So let's look at someone who has a gender identity that does not match their physical gender. I see it bandied about that gender-normative people have an unearned advantage in society; I'd return that transgender people have an earned disadvantage. Who you are inside, your real identity, is very different from your public, perceived identity. If you decide to display a public identity that is far from the expected norm in a culture you should expect that there will be some cultural backlash.
So you're saying that if I don't want to suffer verbal abuse, I should do something that makes me feel shitty anyway? Dressing/acting like a guy makes me feel like absolute shit. Every time someone refers to me as male, I want to die. If you still think it's my fault for getting called a tranny and a faggot then fuck you. Seriously.
I'm sorry for seeming overly angry at this, but it's something I've had do deal with ever since I came out, and I'm sick of it. I don't want to look out of the ordinary. I don't want people to look at me and say "yep I can totally tell she's trans." But dressing girly and wearing makeup make me feel better. You can't tell me it's my fault when the alternative is wanting to jump in front of a fucking bus every minute of every day.

It shouldnt f-ing matter how you look, what gender or race you are or whatever. But it also angers me that we live in a society where "Im being offended" are the magic words for entire websites to grind to a crushing halt, to adress this percentage of people who couldnt handle a joke. And any argument you start is instantly shot down by people hiding behind their morale-crusade to make everyone aware of their own personal problems.
I never want "entire websites to grind to a halt", all I want is for people to take a moment to acknowledge that something was offensive and that they fucked up. I've seen people use the word tranny simply because they thought it was the preferred term, and when they were told it wasn't, they politely acknowledged their mistake, and never used the word again. That's all I ask. If you do or say something offensive and get called out on it, you should politely apologize, and never do or say that thing that was offensive. That's not to say that the offended party couldn't do with some lessons in politeness, either.

DATA EXCERPT |
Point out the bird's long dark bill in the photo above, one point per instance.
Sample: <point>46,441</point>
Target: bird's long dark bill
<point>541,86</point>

EXERCISE PROMPT |
Return the whole discussion about gender identity word for word, with nothing changed or left out. Work only from the discussion about gender identity, not from the listing.

TASK RESULT |
So let's look at someone who has a gender identity that does not match their physical gender. I see it bandied about that gender-normative people have an unearned advantage in society; I'd return that transgender people have an earned disadvantage. Who you are inside, your real identity, is very different from your public, perceived identity. If you decide to display a public identity that is far from the expected norm in a culture you should expect that there will be some cultural backlash.
So you're saying that if I don't want to suffer verbal abuse, I should do something that makes me feel shitty anyway? Dressing/acting like a guy makes me feel like absolute shit. Every time someone refers to me as male, I want to die. If you still think it's my fault for getting called a tranny and a faggot then fuck you. Seriously.
I'm sorry for seeming overly angry at this, but it's something I've had do deal with ever since I came out, and I'm sick of it. I don't want to look out of the ordinary. I don't want people to look at me and say "yep I can totally tell she's trans." But dressing girly and wearing makeup make me feel better. You can't tell me it's my fault when the alternative is wanting to jump in front of a fucking bus every minute of every day.

It shouldnt f-ing matter how you look, what gender or race you are or whatever. But it also angers me that we live in a society where "Im being offended" are the magic words for entire websites to grind to a crushing halt, to adress this percentage of people who couldnt handle a joke. And any argument you start is instantly shot down by people hiding behind their morale-crusade to make everyone aware of their own personal problems.
I never want "entire websites to grind to a halt", all I want is for people to take a moment to acknowledge that something was offensive and that they fucked up. I've seen people use the word tranny simply because they thought it was the preferred term, and when they were told it wasn't, they politely acknowledged their mistake, and never used the word again. That's all I ask. If you do or say something offensive and get called out on it, you should politely apologize, and never do or say that thing that was offensive. That's not to say that the offended party couldn't do with some lessons in politeness, either.